WHAT THE TASK ASKS
Starting at the line that contains "Where can you find the tree line in", restate every line word for word through the end of the entries.

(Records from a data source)
* * * * * * *
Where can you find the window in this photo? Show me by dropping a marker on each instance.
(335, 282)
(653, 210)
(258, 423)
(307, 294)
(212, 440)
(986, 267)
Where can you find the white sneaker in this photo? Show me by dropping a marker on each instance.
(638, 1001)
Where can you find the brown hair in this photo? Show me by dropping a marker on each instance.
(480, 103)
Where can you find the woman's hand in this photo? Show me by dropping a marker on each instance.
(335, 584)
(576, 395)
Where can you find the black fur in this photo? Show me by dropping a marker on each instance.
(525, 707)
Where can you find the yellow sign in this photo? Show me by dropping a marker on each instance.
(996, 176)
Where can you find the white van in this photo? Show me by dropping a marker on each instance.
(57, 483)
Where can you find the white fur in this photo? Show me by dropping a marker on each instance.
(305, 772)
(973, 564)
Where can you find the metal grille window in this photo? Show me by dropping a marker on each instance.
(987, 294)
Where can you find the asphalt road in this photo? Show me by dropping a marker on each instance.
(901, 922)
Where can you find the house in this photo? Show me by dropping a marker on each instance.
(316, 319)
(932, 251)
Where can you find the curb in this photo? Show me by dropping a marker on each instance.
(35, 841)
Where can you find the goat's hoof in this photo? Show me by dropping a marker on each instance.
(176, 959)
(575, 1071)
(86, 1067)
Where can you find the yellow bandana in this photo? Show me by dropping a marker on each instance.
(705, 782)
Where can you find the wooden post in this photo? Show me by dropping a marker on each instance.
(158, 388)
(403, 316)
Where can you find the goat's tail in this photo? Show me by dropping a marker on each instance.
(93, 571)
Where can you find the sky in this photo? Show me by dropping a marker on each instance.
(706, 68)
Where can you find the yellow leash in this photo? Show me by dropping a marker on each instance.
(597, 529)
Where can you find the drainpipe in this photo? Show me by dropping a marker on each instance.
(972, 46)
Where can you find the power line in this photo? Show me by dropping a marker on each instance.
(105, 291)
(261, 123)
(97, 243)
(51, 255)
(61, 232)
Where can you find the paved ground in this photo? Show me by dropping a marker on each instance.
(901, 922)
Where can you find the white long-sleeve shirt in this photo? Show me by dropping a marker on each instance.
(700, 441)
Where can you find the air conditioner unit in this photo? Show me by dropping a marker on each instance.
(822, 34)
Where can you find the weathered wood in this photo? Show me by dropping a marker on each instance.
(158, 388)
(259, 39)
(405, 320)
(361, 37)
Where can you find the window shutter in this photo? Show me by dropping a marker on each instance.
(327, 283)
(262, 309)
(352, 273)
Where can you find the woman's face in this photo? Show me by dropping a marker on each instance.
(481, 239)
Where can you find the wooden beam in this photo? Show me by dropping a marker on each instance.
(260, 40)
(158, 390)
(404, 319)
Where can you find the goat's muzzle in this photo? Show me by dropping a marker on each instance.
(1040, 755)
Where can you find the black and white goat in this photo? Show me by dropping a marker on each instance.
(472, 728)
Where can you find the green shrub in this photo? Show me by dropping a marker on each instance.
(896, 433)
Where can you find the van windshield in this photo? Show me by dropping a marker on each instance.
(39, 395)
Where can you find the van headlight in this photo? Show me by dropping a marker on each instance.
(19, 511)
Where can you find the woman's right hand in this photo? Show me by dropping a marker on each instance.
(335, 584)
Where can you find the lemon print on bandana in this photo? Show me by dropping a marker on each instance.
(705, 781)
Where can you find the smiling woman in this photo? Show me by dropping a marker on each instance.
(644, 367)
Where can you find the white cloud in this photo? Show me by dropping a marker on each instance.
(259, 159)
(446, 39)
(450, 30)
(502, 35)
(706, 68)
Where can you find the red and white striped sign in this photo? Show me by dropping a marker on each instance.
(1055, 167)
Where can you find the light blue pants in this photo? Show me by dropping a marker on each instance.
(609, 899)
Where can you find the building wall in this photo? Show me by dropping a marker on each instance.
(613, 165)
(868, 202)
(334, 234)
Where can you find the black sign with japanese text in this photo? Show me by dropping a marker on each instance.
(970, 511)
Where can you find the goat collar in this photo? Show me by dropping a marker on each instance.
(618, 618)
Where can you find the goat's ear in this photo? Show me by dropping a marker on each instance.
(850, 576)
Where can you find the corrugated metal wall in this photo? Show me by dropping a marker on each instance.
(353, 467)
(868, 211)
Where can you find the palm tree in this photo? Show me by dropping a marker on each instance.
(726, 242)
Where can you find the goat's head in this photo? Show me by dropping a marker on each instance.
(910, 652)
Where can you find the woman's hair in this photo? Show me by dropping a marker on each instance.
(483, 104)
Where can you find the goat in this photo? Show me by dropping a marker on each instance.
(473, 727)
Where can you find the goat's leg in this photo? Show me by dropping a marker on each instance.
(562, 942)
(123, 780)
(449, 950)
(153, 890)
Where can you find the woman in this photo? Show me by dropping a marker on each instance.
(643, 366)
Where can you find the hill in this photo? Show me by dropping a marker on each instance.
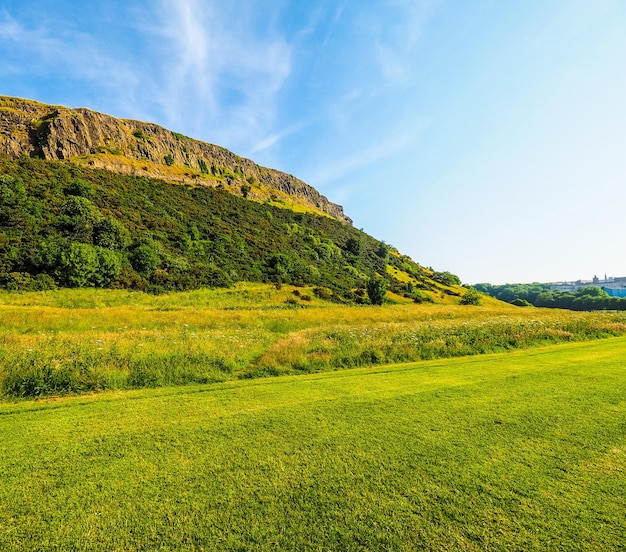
(81, 205)
(92, 139)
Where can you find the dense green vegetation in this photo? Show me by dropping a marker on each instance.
(63, 225)
(77, 341)
(585, 299)
(517, 451)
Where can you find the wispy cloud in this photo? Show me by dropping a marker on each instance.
(346, 165)
(45, 49)
(396, 40)
(221, 69)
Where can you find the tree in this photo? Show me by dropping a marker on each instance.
(376, 289)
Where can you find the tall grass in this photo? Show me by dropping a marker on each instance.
(67, 342)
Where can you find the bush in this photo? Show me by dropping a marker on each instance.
(376, 289)
(472, 297)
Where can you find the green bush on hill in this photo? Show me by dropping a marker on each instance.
(64, 225)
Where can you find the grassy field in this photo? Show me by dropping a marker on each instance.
(76, 341)
(524, 450)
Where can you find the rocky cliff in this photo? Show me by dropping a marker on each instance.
(87, 137)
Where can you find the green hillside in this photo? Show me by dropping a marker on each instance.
(70, 226)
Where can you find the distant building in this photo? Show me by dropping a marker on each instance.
(615, 287)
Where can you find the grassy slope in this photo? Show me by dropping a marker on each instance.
(515, 451)
(72, 341)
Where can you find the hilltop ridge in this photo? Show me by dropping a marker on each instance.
(89, 138)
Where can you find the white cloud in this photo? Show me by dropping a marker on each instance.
(220, 70)
(40, 50)
(385, 147)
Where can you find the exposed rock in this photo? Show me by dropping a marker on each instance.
(123, 145)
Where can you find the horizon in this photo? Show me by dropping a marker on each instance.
(485, 140)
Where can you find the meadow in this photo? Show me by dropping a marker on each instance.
(524, 450)
(67, 342)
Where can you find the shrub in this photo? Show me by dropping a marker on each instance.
(376, 289)
(472, 297)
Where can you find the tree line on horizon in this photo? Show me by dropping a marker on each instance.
(587, 298)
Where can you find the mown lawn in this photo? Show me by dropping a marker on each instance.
(517, 451)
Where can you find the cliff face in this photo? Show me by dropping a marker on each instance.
(122, 145)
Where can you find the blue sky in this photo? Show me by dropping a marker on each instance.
(484, 137)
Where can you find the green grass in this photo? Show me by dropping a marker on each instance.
(517, 451)
(76, 341)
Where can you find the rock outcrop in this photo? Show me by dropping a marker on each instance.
(123, 145)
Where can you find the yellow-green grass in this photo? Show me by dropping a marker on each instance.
(516, 451)
(66, 342)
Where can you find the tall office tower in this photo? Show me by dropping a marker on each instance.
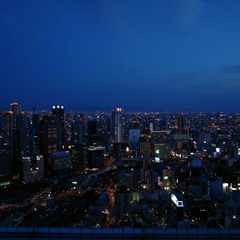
(180, 124)
(145, 147)
(32, 168)
(7, 125)
(58, 112)
(5, 170)
(121, 204)
(92, 127)
(94, 134)
(15, 108)
(21, 143)
(78, 132)
(21, 121)
(35, 122)
(117, 125)
(61, 164)
(134, 133)
(95, 156)
(49, 136)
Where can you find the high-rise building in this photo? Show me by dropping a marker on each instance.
(49, 136)
(78, 132)
(58, 112)
(61, 164)
(180, 124)
(134, 133)
(32, 168)
(117, 125)
(5, 170)
(15, 108)
(95, 156)
(122, 204)
(21, 143)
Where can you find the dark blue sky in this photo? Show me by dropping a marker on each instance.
(141, 55)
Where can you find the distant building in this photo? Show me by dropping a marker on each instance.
(58, 112)
(61, 164)
(49, 137)
(15, 108)
(180, 124)
(145, 147)
(118, 125)
(122, 204)
(32, 168)
(5, 169)
(78, 132)
(95, 156)
(127, 178)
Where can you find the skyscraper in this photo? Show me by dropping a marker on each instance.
(58, 112)
(117, 125)
(121, 204)
(15, 108)
(180, 124)
(49, 136)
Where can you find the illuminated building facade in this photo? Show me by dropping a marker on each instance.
(32, 168)
(121, 204)
(180, 124)
(117, 125)
(58, 112)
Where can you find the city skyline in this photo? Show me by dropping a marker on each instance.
(143, 56)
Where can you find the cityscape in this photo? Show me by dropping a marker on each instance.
(119, 119)
(63, 168)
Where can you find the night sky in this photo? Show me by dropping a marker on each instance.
(140, 55)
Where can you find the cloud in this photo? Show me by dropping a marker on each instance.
(232, 69)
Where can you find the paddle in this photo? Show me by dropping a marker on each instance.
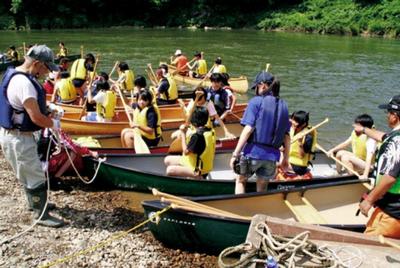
(176, 145)
(384, 240)
(113, 69)
(206, 76)
(140, 145)
(90, 85)
(183, 203)
(340, 162)
(301, 135)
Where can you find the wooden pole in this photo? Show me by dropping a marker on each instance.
(384, 240)
(340, 162)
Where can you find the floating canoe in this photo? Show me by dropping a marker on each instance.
(331, 204)
(110, 143)
(5, 65)
(142, 172)
(172, 118)
(239, 84)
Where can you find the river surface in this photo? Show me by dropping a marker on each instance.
(330, 76)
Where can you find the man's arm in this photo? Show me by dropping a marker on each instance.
(32, 108)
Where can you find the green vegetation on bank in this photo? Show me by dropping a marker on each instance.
(374, 17)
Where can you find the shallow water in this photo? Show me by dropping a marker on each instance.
(330, 76)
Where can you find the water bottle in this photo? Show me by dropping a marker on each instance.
(271, 263)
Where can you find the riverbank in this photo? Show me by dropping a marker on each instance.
(93, 217)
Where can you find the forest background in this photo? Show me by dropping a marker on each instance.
(350, 17)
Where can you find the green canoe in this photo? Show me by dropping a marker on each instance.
(143, 172)
(335, 203)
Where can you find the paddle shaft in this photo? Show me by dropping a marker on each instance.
(113, 69)
(301, 135)
(337, 160)
(90, 85)
(384, 240)
(205, 77)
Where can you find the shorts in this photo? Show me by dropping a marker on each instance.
(299, 170)
(78, 82)
(264, 169)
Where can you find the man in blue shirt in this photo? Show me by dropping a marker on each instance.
(266, 129)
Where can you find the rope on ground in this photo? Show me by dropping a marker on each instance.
(289, 252)
(104, 242)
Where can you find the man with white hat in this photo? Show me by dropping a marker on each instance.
(181, 63)
(23, 111)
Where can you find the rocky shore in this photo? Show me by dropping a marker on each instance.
(93, 217)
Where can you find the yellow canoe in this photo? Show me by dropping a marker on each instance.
(238, 84)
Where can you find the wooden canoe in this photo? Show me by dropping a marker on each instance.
(172, 118)
(330, 204)
(111, 143)
(5, 65)
(142, 172)
(238, 84)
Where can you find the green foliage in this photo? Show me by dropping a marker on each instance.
(338, 17)
(354, 17)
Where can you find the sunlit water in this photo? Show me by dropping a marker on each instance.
(329, 76)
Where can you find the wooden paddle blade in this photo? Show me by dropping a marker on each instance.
(140, 145)
(175, 147)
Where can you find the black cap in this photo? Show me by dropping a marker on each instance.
(393, 105)
(262, 77)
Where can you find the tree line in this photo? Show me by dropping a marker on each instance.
(376, 17)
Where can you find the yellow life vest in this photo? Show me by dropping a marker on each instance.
(202, 67)
(294, 155)
(140, 118)
(107, 108)
(172, 90)
(66, 90)
(78, 69)
(220, 69)
(205, 162)
(127, 84)
(359, 145)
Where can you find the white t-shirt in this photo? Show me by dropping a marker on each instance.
(371, 145)
(19, 90)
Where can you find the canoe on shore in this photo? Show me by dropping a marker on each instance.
(142, 172)
(172, 118)
(5, 65)
(238, 84)
(330, 204)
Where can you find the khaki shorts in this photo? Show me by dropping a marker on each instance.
(381, 223)
(20, 151)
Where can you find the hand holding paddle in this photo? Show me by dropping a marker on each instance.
(337, 160)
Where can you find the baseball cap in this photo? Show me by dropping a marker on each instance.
(262, 77)
(43, 54)
(178, 52)
(393, 105)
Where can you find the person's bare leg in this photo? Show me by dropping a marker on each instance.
(240, 184)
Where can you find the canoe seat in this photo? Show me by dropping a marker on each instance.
(304, 211)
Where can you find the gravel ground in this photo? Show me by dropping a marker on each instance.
(93, 216)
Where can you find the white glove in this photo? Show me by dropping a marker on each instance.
(56, 124)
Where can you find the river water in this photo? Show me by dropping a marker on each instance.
(330, 76)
* * * * * * *
TASK RESPONSE
Where can you find the tree line in this photo? Show me by dropping a marker on each instance.
(376, 17)
Where can you find the yellow life vest in this photo? Show me by dropping a marker on each instance.
(202, 67)
(294, 155)
(140, 118)
(107, 108)
(172, 90)
(66, 90)
(78, 69)
(220, 69)
(205, 162)
(127, 84)
(359, 145)
Where can you find the white t-shirt in this photo? Show me by dropping a marker on each instance.
(371, 145)
(19, 90)
Where can you find the canoe on shore in this photo? Show me by dropping a marker on each instance.
(142, 172)
(172, 118)
(5, 65)
(238, 84)
(330, 204)
Where can you find the khaki shorts in this photo? Show me by dropping a marker on each instance.
(381, 223)
(20, 151)
Where can you find the hand holding paddle in this photo? Show me by dropping a marker on each instance.
(337, 160)
Where can you find the baseball cap in this photo? Show me by dropping a marker on each instance.
(262, 77)
(43, 54)
(178, 52)
(393, 105)
Where can you find the person's bare leg in this photo? Show me by dropping a marker on each instance.
(240, 184)
Where can you find the canoe seat in this photo? Show me by dropping a marker on each instance.
(304, 211)
Where can you find the gravel ground in this photo? Show me by dropping a marker on each instance.
(93, 216)
Where can you find the white glove in this photo? Show me by dropping a marker on each instance.
(56, 124)
Where can you find the river water in this photo? Show me by dropping a marker on each instance.
(330, 76)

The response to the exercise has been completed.